That was the intent of the original tax bill, Republican Rep. Jason Petrie of Elkton, sponsor of House Bill 249, an omnibus revenue bill, said at a February committee meeting. He said legislators had been receiving lots of calls about it, and the bill more clearly defines how open “vaping” systems should be taxed.
Last March, when the Senate Appropriations and Revenue Committee passed a trimmed down version of a House bill to tax e-cigarettes for the first time in Kentucky, Sen. Chris McDaniel, R-Taylor Mill, said the hardware should only be taxed at 6%. Ultimately, the 15% tax on open systems, including both hardware and solution, and a $1.50-per-pod tax on closed vapor cartridges were added to the revenue bill and became law.
A fiscal statement attached to this year’s bill notes that Kentucky started taxing vaping products in August 2020 and has generated about $1.5 million per month from the levies. It says about $1.4 million per month comes from taxes on closed systems, like those sold by Juul Labs, and about $185,500 per month on the open systems, which are typically sold in “vape” shops.
The report says removal of the 15% separate-hardware tax will cost $243,750 in revenue. That’s a relatively small amount, but health advocates were not happy with the change.
“Removing the tax on open vaping system devices reduces tax revenues at a time when Kentucky remains very uncertain about the long-term economic impact of the pandemic,” Ben Chandler, president and CEO of the Foundation for a Healthy Kentucky, said in an e-mail. “Moreover, these devices will become the sole tobacco product to escape a state excise tax.”

■ **DATA RECORDS**
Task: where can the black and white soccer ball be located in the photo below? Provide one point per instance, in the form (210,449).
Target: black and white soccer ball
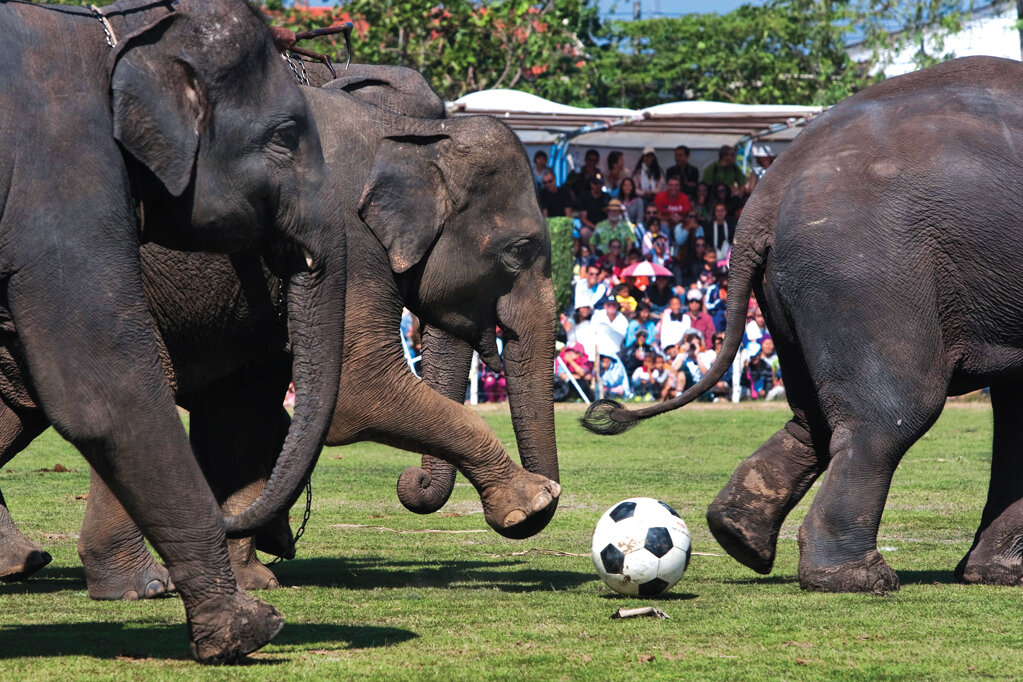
(640,547)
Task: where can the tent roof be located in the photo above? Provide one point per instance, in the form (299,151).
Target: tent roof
(701,125)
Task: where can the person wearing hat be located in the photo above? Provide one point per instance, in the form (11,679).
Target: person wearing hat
(700,319)
(724,171)
(686,173)
(648,175)
(615,226)
(592,206)
(610,327)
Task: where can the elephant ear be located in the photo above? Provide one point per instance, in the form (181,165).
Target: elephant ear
(159,105)
(404,201)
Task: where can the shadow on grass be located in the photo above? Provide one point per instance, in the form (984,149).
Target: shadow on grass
(927,578)
(370,573)
(49,579)
(128,640)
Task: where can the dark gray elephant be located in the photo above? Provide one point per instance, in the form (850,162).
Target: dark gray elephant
(884,248)
(220,320)
(177,122)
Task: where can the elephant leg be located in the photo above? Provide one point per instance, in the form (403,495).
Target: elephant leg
(237,427)
(996,554)
(19,557)
(92,356)
(118,564)
(446,361)
(838,539)
(746,516)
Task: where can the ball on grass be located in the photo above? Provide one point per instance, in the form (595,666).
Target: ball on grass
(640,547)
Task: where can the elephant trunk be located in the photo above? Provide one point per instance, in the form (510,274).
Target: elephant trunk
(315,323)
(446,361)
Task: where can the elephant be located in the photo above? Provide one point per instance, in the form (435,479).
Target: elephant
(220,322)
(883,247)
(175,123)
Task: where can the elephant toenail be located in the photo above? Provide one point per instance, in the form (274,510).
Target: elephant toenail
(515,517)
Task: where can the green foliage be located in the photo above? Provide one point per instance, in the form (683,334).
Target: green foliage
(367,603)
(561,259)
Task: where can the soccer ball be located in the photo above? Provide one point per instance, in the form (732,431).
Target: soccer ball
(640,547)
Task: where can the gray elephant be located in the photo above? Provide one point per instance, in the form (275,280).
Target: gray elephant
(220,320)
(884,248)
(174,122)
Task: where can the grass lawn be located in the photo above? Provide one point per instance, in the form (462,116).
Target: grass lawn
(363,602)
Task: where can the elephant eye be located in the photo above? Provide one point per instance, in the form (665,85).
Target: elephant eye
(519,255)
(285,135)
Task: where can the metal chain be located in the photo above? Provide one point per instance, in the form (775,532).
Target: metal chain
(107,30)
(305,518)
(303,76)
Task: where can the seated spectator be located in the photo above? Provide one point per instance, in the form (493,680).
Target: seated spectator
(577,181)
(642,379)
(554,200)
(574,365)
(686,173)
(661,379)
(590,290)
(613,378)
(626,302)
(672,199)
(685,232)
(699,318)
(648,175)
(592,206)
(615,227)
(641,321)
(725,171)
(720,314)
(673,324)
(631,200)
(610,327)
(659,294)
(540,169)
(722,194)
(634,353)
(703,203)
(616,173)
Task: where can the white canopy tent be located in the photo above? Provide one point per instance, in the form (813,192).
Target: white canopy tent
(700,125)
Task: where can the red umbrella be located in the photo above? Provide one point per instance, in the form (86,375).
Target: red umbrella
(646,269)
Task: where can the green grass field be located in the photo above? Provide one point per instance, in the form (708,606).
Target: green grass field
(407,603)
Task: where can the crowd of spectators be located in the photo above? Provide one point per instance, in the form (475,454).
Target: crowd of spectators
(646,337)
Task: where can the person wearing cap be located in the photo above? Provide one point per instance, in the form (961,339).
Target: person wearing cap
(592,206)
(648,175)
(615,226)
(610,327)
(725,171)
(687,174)
(700,319)
(577,179)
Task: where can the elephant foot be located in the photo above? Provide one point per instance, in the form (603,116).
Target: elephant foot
(276,538)
(983,566)
(225,630)
(20,557)
(749,538)
(251,574)
(870,574)
(523,507)
(116,578)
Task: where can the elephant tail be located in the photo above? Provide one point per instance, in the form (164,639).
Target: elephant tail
(746,266)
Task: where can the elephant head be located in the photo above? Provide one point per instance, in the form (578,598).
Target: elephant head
(227,157)
(452,202)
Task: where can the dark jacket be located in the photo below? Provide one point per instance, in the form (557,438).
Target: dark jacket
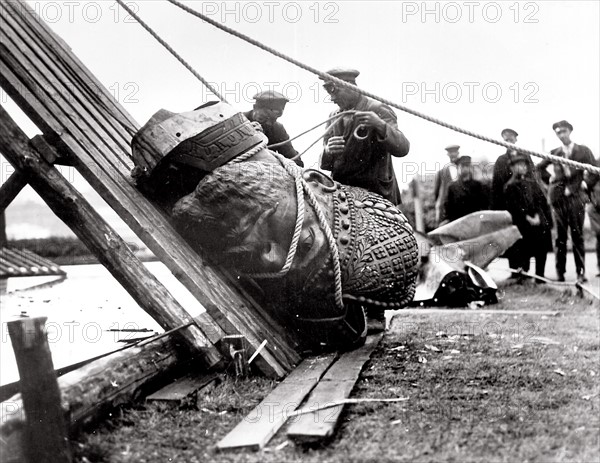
(566,176)
(524,197)
(443,179)
(276,133)
(367,163)
(502,174)
(464,197)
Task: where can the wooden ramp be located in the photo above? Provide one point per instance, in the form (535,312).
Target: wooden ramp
(24,263)
(317,383)
(86,128)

■ **EXERCISE TASKS**
1. Do these statements agree with the article on Kentucky's vaping tax? Answer yes or no for each, quoting the deciding words of the article exactly.
(a) Kentucky began taxing vaping products in August 2020.
(b) Sen. Chris McDaniel said the hardware should be taxed at 15%.
(c) About $1.4 million per month comes from taxes on open systems.
2. Can you continue the article on Kentucky's vaping tax, picking up after its last sentence?
The items have nothing to do with the article on Kentucky's vaping tax.

■ **ANSWERS FOR THIS EXERCISE**
1.
(a) Yes: "Kentucky started taxing vaping products in August 2020"
(b) No: "said the hardware should only be taxed at 6%"
(c) No: "about $1.4 million per month comes from taxes on closed systems"

2.
In contrast, Chandler said, “Only 19 of the state’s 61 local health departments will get funding for tobacco prevention and cessation beginning July 1. We urge the governor and lawmakers to work together to address Kentucky’s continuing tobacco and nicotine addiction problem, which appears to have grown during the pandemic.”
The American Cancer Society Cancer Action Network said it was “dismayed” with the removal of this tax and urged Gov. Andy Beshear to veto the bill.
“Right now, over 26% of our Kentucky high-school students are using e-cigarettes. Eliminating taxes on some e-cigarette products will make them even more appealing to price-sensitive consumers, including youth,” said Kristy Young, chief ACS-CAN lobbyist in Kentucky. “All tobacco products, including e-cigarettes, should be taxed at parallel rates to encourage people who use tobacco to quit rather than switching to lower-priced alternatives. As we face skyrocketing youth tobacco use, now is not the time to take steps backward.”